### Data provided
━━━━━━

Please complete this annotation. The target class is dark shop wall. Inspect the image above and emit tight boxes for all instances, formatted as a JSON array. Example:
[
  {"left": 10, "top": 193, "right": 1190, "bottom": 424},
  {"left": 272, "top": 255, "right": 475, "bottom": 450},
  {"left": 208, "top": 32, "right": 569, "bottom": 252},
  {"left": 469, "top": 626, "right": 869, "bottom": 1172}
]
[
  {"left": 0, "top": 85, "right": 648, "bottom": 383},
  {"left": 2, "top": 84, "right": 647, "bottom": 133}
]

━━━━━━

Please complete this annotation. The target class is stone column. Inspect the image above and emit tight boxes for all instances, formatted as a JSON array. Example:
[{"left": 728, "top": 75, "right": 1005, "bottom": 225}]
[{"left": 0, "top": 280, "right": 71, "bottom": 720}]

━━━━━━

### Exercise instructions
Using the listing, copy every line where the word "boxes" shows up.

### Solution to this task
Please complete this annotation. The target class is dark shop wall. Inspect the image above and emit tight boxes for all instances, formatted as a JSON array. Example:
Please complete this annotation. The target class is stone column. Inspect the image above and emit tight boxes for all instances, formatted as a JSON array. Example:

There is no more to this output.